HRİSTİYANLAŞMAK

Bir yılbaşı gecesi daha geliyor. Gelsin ne var bunda diyeceksiniz. Gelsin ama ömürden bir yıl daha gidecek. Ölüme, kabre, hesap vermeye biraz daha yaklaşacağız. Bilmem bunu mu kutlayacağız veya günahlar işleyip Hristiyanca yaşamayı mı kutlayacağız?

Tabi herkes kendi inancına, kendi anlayışına göre kutlayacak; bazıları hastasıyla sevabıyla bir yılın muhasebesini yapacak, bazıları bir yılın iyiliklerini ve sevabını içkiyle, kumarla, yakışıksız eğlencelerle kaybedecek, kim Müslüman kalacak kim Hıristiyanlaşacak görülecek. Kimler piyango ile kumar oynayacak bakalım. 

Tanıdığım bir Hıristiyan aile var. Geçen gün aradı. Biraz konuştuktan sonra sordum:

-Hindi hazır mı?

● Veri kayıtları:
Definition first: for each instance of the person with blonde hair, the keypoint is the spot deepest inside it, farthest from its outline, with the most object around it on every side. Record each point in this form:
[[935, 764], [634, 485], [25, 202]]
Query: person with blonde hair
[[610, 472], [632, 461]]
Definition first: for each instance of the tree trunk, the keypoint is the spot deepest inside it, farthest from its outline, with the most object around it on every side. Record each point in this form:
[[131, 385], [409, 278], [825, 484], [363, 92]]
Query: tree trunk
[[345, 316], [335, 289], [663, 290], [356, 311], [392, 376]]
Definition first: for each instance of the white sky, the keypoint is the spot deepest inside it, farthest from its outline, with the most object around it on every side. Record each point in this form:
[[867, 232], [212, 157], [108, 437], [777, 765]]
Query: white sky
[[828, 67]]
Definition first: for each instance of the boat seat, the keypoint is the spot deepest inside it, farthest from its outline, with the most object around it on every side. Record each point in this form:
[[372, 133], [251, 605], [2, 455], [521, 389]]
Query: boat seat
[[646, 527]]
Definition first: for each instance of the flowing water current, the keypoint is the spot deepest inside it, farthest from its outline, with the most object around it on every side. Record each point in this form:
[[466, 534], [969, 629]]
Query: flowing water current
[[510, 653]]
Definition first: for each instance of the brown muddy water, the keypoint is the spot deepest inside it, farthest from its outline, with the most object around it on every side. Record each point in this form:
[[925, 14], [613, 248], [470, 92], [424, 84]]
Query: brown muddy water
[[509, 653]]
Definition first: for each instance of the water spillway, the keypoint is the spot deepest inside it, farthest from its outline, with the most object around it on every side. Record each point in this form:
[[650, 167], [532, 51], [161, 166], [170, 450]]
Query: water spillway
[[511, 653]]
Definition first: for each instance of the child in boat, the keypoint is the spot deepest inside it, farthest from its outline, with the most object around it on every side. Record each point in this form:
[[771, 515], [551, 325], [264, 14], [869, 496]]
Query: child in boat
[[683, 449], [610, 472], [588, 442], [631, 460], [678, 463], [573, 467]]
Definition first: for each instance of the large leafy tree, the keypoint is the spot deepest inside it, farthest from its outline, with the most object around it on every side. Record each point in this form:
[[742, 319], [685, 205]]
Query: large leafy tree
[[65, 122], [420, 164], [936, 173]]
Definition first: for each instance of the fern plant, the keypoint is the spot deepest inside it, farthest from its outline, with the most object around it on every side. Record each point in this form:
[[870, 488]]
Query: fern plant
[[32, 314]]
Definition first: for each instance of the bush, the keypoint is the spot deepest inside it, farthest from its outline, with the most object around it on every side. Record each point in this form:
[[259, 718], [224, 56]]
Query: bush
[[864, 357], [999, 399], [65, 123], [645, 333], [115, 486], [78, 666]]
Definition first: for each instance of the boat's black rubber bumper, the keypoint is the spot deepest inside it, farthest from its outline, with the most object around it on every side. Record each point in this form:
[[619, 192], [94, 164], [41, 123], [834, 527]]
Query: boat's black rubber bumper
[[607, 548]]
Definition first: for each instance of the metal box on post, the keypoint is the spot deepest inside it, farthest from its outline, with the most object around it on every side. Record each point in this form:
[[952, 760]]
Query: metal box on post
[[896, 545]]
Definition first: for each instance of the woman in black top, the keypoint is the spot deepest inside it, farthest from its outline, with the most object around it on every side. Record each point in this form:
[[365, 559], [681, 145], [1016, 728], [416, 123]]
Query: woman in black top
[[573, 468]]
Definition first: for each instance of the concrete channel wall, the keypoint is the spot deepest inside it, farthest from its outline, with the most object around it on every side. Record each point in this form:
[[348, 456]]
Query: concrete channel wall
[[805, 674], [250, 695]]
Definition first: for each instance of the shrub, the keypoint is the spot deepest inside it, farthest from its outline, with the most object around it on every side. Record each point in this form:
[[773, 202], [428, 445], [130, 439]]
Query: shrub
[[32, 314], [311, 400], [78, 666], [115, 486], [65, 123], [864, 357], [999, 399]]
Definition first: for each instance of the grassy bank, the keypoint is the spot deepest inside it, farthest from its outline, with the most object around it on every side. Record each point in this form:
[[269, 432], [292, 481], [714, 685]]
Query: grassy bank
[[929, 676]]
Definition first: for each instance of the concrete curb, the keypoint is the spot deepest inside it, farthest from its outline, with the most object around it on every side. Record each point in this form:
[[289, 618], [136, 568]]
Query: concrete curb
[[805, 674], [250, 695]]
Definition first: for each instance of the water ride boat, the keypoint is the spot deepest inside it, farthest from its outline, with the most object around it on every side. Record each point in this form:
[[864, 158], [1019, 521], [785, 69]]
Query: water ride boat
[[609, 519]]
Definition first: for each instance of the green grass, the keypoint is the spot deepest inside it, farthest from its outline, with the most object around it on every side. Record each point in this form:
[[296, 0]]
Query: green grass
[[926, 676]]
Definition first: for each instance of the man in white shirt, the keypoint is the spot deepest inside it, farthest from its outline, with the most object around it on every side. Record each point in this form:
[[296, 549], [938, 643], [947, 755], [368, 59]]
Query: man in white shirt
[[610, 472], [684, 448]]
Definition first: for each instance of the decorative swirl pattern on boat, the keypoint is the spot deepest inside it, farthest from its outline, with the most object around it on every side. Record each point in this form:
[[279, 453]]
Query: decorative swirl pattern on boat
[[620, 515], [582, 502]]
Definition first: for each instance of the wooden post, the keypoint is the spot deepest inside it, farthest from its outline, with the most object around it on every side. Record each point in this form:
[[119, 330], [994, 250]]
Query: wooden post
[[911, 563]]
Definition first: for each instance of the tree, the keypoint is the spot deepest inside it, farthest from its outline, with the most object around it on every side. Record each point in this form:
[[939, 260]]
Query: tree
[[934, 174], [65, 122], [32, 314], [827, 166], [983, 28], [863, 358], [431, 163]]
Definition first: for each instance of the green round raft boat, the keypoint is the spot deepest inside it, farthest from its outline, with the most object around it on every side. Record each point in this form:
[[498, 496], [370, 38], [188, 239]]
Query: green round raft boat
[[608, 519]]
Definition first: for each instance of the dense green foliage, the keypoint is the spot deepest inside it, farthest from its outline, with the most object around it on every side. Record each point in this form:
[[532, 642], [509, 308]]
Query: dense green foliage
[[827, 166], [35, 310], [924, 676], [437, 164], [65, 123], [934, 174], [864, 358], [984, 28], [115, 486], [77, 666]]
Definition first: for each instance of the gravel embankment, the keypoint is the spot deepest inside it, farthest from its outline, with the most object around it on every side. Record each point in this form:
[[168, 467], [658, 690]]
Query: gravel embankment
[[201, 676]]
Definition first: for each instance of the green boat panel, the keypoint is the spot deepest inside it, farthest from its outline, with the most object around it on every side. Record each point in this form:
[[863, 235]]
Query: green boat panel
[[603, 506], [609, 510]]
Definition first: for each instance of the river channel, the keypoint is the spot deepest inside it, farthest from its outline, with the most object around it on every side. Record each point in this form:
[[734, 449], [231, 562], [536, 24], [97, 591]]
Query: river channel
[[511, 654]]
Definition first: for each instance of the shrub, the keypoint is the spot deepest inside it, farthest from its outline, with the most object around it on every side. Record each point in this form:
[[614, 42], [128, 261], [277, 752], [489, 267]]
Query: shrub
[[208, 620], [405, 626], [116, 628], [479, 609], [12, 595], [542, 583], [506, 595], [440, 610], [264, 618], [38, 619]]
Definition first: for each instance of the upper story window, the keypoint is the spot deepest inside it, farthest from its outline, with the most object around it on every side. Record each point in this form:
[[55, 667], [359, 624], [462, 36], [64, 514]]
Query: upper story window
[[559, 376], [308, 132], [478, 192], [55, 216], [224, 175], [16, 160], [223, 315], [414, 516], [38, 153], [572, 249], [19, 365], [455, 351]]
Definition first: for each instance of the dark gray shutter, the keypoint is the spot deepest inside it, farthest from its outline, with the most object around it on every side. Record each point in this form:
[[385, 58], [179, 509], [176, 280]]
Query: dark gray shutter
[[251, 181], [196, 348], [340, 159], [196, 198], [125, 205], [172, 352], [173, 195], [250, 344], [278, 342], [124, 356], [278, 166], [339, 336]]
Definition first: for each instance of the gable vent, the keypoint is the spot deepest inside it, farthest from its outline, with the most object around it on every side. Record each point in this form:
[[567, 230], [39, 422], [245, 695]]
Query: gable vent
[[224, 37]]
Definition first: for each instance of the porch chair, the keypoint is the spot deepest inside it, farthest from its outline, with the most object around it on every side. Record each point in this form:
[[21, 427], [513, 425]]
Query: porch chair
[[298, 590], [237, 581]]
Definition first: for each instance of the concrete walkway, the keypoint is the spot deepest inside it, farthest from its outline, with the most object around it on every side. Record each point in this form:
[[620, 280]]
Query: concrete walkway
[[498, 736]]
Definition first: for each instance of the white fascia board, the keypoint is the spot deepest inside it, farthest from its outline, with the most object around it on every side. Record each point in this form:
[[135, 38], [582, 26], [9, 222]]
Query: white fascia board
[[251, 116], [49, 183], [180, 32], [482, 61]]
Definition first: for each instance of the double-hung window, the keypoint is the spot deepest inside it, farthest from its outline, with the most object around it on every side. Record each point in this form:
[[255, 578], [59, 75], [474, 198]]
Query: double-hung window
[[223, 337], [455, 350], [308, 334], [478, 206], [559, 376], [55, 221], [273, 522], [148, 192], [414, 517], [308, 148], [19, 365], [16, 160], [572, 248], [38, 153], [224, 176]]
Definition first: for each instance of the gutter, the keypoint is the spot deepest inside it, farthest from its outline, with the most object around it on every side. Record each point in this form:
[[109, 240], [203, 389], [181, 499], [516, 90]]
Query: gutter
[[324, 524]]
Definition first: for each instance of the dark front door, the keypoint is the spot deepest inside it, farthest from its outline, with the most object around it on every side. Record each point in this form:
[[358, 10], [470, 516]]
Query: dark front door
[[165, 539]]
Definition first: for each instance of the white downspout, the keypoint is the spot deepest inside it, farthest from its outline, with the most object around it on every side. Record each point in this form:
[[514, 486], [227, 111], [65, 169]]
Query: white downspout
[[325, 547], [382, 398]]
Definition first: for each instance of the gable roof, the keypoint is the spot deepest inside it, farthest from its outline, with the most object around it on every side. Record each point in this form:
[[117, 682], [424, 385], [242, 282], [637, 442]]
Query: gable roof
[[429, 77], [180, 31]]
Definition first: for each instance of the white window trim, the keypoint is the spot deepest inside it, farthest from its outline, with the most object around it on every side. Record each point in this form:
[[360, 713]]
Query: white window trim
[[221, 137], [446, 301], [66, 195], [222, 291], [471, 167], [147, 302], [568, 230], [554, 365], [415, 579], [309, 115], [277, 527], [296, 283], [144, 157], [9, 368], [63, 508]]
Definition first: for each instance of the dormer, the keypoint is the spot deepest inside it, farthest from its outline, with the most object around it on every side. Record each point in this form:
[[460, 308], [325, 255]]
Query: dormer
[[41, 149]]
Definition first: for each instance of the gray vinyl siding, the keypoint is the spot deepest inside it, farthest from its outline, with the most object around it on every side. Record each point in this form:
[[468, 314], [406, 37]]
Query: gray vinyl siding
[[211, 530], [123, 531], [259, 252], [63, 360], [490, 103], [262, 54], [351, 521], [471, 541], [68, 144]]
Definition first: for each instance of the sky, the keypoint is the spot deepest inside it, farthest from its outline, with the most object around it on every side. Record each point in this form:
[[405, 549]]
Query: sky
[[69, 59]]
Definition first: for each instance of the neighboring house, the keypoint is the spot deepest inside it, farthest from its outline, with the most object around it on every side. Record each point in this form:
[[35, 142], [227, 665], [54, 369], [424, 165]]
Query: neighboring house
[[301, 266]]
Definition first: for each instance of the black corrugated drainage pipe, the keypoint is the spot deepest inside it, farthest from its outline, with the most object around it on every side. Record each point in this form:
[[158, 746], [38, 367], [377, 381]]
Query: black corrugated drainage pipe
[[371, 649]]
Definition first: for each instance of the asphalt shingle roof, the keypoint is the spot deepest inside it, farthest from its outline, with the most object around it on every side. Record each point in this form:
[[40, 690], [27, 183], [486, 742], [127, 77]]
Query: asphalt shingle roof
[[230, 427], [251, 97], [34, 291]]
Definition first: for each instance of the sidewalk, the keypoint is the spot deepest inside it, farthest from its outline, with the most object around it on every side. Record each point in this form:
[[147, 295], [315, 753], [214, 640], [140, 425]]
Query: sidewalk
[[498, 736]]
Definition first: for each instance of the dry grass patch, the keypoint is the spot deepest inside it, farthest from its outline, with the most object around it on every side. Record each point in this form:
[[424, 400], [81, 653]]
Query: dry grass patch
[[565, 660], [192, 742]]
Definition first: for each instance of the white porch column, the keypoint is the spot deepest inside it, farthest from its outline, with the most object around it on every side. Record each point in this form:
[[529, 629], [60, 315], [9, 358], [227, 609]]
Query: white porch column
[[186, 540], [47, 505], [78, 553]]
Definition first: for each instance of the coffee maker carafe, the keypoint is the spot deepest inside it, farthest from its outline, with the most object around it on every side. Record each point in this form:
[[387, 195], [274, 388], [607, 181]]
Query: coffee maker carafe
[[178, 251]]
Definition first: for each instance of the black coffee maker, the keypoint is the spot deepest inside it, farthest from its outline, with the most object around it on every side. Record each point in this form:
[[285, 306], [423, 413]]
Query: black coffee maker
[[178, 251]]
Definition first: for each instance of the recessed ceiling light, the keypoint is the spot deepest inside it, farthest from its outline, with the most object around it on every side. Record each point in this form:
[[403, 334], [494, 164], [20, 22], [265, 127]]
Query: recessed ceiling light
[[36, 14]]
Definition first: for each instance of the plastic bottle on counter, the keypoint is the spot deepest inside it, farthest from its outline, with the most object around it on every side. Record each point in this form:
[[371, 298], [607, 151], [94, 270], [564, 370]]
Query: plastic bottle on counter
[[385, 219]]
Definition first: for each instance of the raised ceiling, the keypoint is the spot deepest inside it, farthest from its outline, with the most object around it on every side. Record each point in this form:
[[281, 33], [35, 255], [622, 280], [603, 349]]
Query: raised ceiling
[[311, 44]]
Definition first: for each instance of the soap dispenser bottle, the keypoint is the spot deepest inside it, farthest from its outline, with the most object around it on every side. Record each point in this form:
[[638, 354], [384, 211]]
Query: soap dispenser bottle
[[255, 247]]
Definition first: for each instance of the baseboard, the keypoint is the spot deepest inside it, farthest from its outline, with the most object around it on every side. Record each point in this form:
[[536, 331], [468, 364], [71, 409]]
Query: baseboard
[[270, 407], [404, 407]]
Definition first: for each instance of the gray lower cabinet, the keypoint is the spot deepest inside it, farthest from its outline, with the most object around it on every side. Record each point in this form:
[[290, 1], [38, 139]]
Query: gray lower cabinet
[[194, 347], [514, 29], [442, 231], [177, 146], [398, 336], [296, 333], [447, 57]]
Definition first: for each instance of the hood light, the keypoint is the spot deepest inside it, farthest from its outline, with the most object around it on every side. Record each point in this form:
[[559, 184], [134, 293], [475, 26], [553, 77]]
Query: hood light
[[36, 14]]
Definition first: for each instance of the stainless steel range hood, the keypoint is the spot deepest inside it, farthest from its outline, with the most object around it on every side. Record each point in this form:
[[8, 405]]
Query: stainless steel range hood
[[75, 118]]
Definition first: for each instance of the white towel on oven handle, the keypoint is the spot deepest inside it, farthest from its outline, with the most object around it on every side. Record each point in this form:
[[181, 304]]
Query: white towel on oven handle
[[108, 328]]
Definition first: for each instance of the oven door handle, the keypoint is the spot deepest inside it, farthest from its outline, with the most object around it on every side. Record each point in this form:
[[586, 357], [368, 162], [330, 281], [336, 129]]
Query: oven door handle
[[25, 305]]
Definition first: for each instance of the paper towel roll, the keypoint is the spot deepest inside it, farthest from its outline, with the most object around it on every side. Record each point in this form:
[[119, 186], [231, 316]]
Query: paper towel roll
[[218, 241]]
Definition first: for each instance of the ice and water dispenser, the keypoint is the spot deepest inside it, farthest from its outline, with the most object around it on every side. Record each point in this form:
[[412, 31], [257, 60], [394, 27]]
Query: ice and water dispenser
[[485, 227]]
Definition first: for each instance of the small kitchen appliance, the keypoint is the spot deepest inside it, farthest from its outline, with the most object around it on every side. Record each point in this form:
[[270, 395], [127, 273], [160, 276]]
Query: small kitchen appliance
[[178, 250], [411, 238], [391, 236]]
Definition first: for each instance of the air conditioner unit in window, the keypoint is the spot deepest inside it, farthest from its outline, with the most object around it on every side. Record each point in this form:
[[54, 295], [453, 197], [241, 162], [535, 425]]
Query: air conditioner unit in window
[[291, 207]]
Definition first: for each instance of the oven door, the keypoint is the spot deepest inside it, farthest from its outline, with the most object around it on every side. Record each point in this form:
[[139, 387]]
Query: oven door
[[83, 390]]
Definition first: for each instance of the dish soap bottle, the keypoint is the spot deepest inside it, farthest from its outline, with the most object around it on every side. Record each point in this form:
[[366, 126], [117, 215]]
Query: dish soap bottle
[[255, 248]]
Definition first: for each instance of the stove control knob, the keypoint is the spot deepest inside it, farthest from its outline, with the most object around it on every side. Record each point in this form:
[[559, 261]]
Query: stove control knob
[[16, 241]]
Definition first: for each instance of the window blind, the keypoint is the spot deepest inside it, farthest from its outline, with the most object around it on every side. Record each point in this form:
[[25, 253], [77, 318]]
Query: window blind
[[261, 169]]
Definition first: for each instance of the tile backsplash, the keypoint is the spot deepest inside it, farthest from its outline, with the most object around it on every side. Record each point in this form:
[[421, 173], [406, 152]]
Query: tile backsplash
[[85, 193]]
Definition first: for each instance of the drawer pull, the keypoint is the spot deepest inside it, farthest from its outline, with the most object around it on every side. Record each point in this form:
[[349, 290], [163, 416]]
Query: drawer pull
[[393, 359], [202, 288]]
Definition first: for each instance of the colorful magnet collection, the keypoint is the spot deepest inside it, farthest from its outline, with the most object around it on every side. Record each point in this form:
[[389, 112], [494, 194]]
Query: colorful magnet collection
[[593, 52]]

● Yönerge 1:
Yukarıdaki metne göre şu soruları yanıtlayın:
(a) Yılbaşı gecesiyle birlikte ömürden ne gidecek?
(b) Yazarı geçen gün kim aradı?
(c) Yazar biraz konuştuktan sonra ne sordu?
● Yönerge 2:
Metinde "Bir yılbaşı gecesi" sözlerinden aşağıda "-Hindi hazır mı?" sözlerine kadar olan her şeyi, "aile" yerine "arkadaş" koyarak yeniden yazar mısınız?

● Son cevap 1:
(a) Bir yıl daha.
(b) Yazarın tanıdığı bir Hıristiyan aile.
(c) "Hindi hazır mı?"

● Son cevap 2:
Bir yılbaşı gecesi daha geliyor. Gelsin ne var bunda diyeceksiniz. Gelsin ama ömürden bir yıl daha gidecek. Ölüme, kabre, hesap vermeye biraz daha yaklaşacağız. Bilmem bunu mu kutlayacağız veya günahlar işleyip Hristiyanca yaşamayı mı kutlayacağız?

Tabi herkes kendi inancına, kendi anlayışına göre kutlayacak; bazıları hastasıyla sevabıyla bir yılın muhasebesini yapacak, bazıları bir yılın iyiliklerini ve sevabını içkiyle, kumarla, yakışıksız eğlencelerle kaybedecek, kim Müslüman kalacak kim Hıristiyanlaşacak görülecek. Kimler piyango ile kumar oynayacak bakalım. 

Tanıdığım bir Hıristiyan arkadaş var. Geçen gün aradı. Biraz konuştuktan sonra sordum:

-Hindi hazır mı?